(Source data)
begin

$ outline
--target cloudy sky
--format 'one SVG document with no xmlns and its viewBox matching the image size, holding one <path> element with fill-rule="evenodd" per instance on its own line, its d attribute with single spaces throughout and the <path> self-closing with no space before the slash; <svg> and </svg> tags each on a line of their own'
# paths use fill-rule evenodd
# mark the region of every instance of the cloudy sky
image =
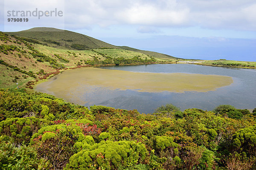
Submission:
<svg viewBox="0 0 256 170">
<path fill-rule="evenodd" d="M 176 57 L 256 61 L 255 0 L 2 0 L 0 3 L 1 31 L 55 27 Z M 44 12 L 56 8 L 63 15 L 29 17 L 26 23 L 7 21 L 15 17 L 8 16 L 8 11 L 36 8 Z"/>
</svg>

end

Required task:
Rewrite all the lines above, leaving out the picture. Multiply every viewBox value and path coordinate in the SVG by 1.5 and round each to a whole number, with halves rounded up.

Answer below:
$ outline
--target cloudy sky
--format 'one SVG document with no xmlns and its viewBox matching the image size, holding one <path> element with fill-rule="evenodd" per instance on its own line, its d attribute with single spaces throughout and the <path> self-closing with no space before the slash; <svg> and </svg> tags each on a line of their own'
# paths use fill-rule evenodd
# mark the region of every instance of the cloudy sky
image =
Submission:
<svg viewBox="0 0 384 255">
<path fill-rule="evenodd" d="M 264 86 L 384 92 L 383 0 L 3 0 L 0 5 L 2 47 L 83 41 Z M 66 18 L 84 12 L 95 23 L 44 26 L 39 35 L 11 32 L 23 26 L 12 24 L 12 17 L 54 12 Z"/>
</svg>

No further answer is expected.